↓
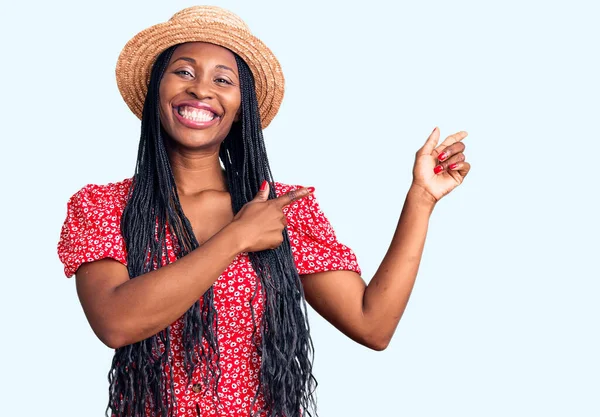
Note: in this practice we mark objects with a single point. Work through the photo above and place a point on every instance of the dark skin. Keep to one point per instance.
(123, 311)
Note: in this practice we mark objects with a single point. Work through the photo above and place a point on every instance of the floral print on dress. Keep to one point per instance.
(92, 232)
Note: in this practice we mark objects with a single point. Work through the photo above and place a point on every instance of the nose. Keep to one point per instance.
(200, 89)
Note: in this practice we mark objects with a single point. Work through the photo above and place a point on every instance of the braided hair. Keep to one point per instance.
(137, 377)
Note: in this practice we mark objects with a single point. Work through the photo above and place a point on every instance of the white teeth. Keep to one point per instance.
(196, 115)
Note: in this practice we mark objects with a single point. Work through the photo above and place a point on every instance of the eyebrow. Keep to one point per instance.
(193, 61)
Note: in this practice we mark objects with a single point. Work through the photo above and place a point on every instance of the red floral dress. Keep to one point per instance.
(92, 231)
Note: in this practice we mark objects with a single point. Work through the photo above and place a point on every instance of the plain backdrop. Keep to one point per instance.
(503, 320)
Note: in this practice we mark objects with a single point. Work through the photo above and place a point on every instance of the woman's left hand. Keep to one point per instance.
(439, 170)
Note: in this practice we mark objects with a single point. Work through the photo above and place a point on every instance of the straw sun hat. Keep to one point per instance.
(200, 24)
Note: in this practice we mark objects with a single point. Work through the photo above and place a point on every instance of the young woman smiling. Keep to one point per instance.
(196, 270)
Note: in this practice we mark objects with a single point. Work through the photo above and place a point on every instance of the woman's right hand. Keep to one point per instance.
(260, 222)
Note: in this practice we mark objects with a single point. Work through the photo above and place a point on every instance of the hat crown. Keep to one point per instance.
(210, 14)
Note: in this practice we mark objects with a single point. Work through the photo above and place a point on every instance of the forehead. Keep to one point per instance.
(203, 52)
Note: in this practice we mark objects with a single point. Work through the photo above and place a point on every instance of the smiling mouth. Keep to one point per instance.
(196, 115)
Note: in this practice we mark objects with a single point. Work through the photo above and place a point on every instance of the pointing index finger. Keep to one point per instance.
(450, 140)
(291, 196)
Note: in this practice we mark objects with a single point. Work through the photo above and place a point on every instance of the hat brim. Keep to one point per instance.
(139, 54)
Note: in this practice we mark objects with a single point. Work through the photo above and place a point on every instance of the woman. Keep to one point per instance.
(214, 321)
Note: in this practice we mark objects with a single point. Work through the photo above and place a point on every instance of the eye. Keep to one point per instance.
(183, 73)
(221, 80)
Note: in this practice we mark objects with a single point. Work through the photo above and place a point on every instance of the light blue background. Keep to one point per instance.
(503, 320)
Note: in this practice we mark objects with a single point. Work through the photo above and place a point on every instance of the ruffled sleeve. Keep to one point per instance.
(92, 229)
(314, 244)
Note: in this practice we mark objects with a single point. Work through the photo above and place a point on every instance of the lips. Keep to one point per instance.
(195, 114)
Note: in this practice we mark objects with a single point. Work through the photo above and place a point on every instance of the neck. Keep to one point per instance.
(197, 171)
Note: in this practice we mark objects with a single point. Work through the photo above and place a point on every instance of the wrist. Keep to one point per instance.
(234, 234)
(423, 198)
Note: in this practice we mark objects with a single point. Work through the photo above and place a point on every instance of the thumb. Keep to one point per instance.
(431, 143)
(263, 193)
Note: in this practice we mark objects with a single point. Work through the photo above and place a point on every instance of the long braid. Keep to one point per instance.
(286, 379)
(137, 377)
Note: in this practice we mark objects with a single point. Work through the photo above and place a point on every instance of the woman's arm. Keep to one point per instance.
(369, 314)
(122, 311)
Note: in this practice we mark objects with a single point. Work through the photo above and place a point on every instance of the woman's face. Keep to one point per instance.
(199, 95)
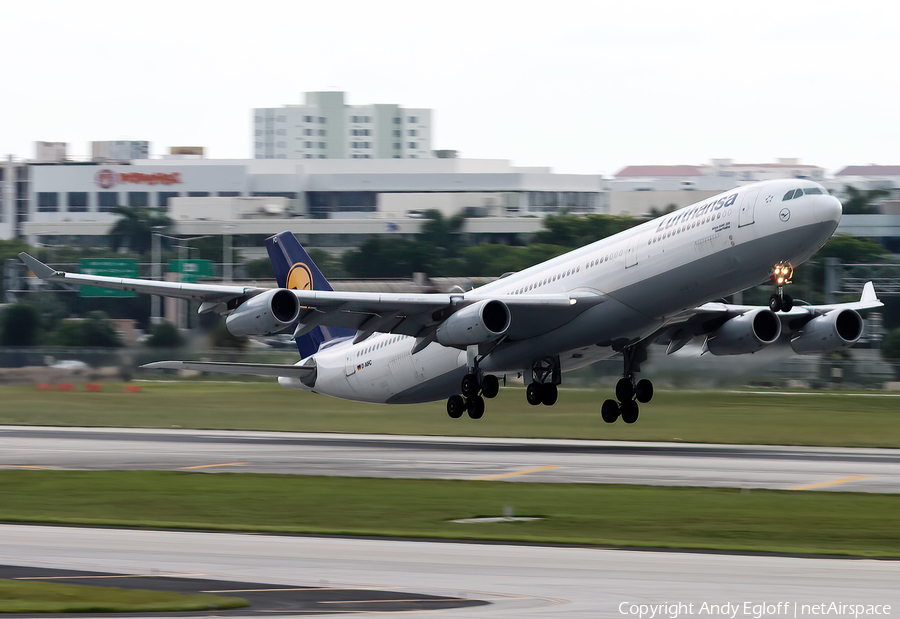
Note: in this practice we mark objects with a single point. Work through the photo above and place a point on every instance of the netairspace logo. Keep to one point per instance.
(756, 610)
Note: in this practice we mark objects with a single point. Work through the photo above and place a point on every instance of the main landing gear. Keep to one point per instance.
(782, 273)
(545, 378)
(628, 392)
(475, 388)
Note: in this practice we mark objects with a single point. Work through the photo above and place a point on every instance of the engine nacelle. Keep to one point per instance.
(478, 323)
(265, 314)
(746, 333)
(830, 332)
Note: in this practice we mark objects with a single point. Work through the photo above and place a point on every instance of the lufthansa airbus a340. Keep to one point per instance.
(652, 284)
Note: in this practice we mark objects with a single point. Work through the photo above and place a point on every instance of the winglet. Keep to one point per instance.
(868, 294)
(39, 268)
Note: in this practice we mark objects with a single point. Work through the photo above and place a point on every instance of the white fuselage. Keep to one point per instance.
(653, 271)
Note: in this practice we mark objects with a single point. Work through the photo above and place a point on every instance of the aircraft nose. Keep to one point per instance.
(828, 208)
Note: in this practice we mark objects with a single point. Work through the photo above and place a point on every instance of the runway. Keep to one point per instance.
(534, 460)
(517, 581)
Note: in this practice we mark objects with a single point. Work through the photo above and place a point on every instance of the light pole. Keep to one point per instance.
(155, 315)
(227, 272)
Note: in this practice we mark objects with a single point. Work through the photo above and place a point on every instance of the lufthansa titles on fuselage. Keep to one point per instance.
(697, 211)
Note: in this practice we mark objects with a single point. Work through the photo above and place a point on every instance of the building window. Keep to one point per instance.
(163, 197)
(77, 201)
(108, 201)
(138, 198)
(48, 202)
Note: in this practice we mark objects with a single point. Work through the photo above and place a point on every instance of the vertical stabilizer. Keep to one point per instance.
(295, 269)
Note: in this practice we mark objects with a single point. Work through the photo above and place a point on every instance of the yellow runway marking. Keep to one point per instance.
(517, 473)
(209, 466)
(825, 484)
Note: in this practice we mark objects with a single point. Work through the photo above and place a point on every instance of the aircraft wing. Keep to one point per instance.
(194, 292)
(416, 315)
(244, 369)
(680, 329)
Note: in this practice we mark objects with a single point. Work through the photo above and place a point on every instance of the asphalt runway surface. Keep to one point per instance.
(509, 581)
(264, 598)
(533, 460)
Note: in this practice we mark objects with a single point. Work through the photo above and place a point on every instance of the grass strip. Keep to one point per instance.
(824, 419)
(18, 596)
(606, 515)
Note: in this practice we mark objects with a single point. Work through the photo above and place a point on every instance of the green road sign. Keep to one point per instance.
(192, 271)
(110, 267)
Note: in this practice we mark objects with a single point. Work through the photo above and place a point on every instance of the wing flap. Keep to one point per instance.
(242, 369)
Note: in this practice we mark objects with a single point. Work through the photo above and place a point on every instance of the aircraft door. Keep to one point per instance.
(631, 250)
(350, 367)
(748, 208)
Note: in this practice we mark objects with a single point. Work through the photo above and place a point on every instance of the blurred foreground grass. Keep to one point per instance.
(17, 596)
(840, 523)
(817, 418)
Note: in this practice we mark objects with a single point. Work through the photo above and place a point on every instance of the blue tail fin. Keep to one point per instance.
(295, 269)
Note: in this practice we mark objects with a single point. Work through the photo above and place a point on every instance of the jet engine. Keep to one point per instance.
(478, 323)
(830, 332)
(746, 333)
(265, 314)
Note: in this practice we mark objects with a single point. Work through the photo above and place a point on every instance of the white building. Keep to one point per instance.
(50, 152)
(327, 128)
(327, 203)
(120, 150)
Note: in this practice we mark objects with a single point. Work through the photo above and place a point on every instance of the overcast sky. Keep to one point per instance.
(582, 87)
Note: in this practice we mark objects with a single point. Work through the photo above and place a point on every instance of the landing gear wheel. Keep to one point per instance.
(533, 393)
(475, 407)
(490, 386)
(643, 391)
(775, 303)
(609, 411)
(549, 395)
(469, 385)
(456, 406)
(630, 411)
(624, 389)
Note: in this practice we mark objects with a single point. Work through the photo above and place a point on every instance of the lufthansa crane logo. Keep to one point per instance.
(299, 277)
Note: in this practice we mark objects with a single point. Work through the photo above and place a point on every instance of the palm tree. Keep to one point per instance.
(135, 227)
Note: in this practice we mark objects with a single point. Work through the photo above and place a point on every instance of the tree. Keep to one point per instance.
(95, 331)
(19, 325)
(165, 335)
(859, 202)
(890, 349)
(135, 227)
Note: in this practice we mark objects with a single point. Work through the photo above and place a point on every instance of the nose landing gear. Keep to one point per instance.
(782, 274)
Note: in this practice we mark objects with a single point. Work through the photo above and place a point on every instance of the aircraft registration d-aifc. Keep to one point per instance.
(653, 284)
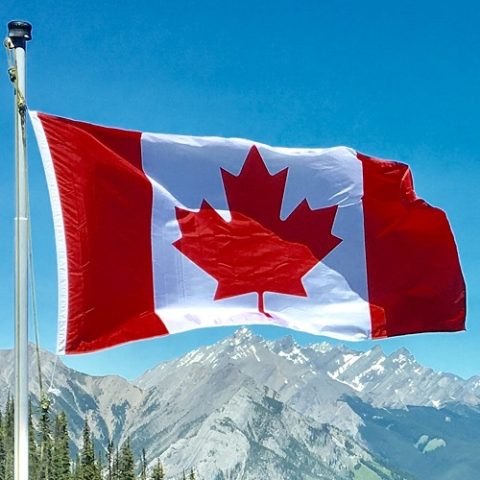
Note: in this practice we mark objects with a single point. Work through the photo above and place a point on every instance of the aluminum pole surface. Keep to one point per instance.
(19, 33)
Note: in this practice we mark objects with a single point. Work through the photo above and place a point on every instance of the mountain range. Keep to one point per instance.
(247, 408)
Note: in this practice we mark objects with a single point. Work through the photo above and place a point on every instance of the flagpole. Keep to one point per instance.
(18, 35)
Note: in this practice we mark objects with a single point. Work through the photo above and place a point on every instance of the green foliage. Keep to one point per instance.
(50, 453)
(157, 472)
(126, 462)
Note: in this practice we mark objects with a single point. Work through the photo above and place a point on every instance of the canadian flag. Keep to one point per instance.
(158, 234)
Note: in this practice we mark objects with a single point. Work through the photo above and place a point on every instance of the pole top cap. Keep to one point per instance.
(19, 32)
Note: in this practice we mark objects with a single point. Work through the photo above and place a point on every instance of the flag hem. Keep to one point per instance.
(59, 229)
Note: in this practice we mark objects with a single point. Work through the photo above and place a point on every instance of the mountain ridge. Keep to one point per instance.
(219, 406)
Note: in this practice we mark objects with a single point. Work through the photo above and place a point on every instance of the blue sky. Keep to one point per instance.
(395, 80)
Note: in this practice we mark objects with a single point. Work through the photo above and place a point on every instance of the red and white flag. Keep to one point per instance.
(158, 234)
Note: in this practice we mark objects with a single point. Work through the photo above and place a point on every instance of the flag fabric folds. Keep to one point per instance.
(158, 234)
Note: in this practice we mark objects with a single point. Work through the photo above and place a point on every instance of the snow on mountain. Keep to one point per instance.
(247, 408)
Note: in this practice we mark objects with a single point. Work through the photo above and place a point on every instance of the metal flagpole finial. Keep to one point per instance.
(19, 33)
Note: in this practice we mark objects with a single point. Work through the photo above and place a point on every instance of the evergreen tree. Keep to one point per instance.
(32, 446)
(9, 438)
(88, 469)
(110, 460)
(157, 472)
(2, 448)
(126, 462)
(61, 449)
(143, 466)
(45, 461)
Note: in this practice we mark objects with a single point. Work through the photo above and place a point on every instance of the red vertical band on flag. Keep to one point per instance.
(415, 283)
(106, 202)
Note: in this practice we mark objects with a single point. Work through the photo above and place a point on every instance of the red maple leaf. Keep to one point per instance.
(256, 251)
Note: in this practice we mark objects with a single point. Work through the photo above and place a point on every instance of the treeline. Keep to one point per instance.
↑
=== The request ===
Extract, exactly, the lines above that begin at the line containing "evergreen tree. Keep to one point per instance." and end at the final line of the records; add no other text.

=== Result of this task ===
Note: in this practice we mark objects with a single point. Work through the photo above and place a point on every instance of the evergreen tree. Keep to one point per instance.
(32, 446)
(9, 438)
(88, 469)
(110, 460)
(157, 472)
(2, 448)
(126, 462)
(61, 449)
(143, 466)
(45, 461)
Note: in this practice we mark objects with a single point. Work through the photo above and place a point on every instance of the red vertical band on flag. Keep to one point per instance.
(415, 283)
(106, 202)
Note: in this practice we mark objects with a single point. Work through the photo above and place a point on every instance of the red maple leaf. Keep to one point per instance.
(256, 251)
Note: in this practice we mark objects with a single point. Work through the photo above and place a point on every instance of the treeline. Keep to one point per instance.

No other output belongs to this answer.